_Dataset extract:_
%%

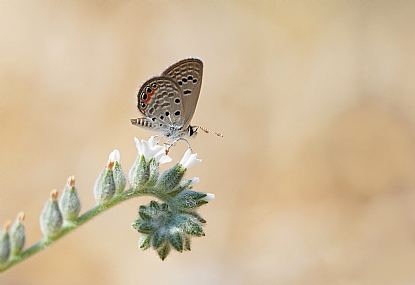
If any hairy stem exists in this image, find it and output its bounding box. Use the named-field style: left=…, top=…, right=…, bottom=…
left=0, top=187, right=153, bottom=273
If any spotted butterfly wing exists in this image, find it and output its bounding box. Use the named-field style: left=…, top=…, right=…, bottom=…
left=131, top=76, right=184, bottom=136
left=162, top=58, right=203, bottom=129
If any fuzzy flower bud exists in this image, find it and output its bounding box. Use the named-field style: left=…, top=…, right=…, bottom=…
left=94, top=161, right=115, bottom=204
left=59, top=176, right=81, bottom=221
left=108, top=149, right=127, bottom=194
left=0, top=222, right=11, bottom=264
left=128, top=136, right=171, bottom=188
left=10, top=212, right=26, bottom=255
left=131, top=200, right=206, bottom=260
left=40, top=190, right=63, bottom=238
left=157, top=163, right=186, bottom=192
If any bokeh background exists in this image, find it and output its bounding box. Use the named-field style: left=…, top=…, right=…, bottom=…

%%
%%

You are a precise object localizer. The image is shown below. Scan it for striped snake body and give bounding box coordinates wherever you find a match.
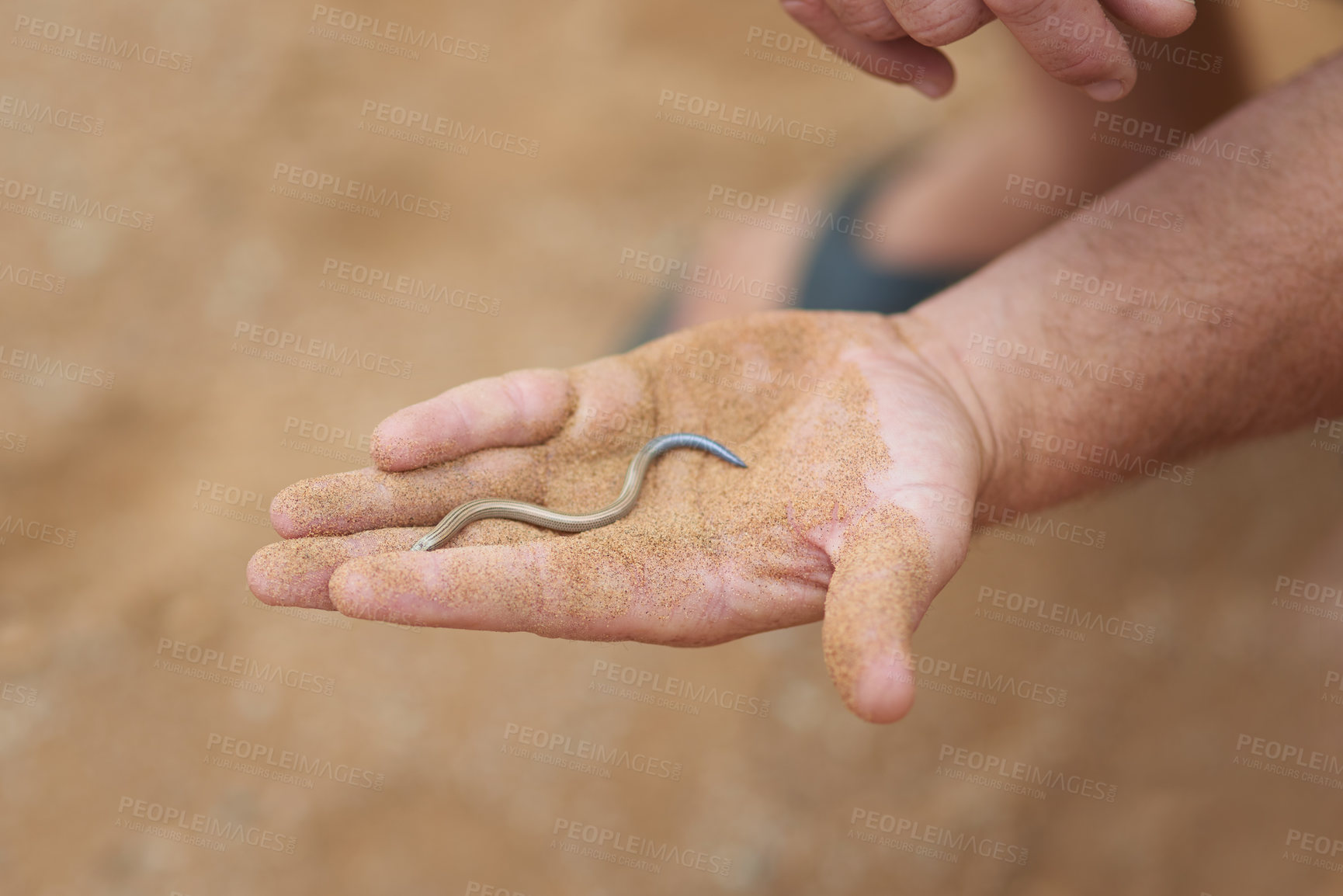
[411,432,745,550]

%%
%%

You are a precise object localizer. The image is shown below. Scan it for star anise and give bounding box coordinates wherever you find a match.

%%

_What you will do:_
Copy out the lines between the one holding "it for striped" and the one holding "[411,432,745,550]", both included, leaving out any pictures.

_Task answer:_
You are a precise object localizer. The image is shown below. Scan it for striped snake body and give bounding box coordinates wherever you find a match.
[411,432,745,550]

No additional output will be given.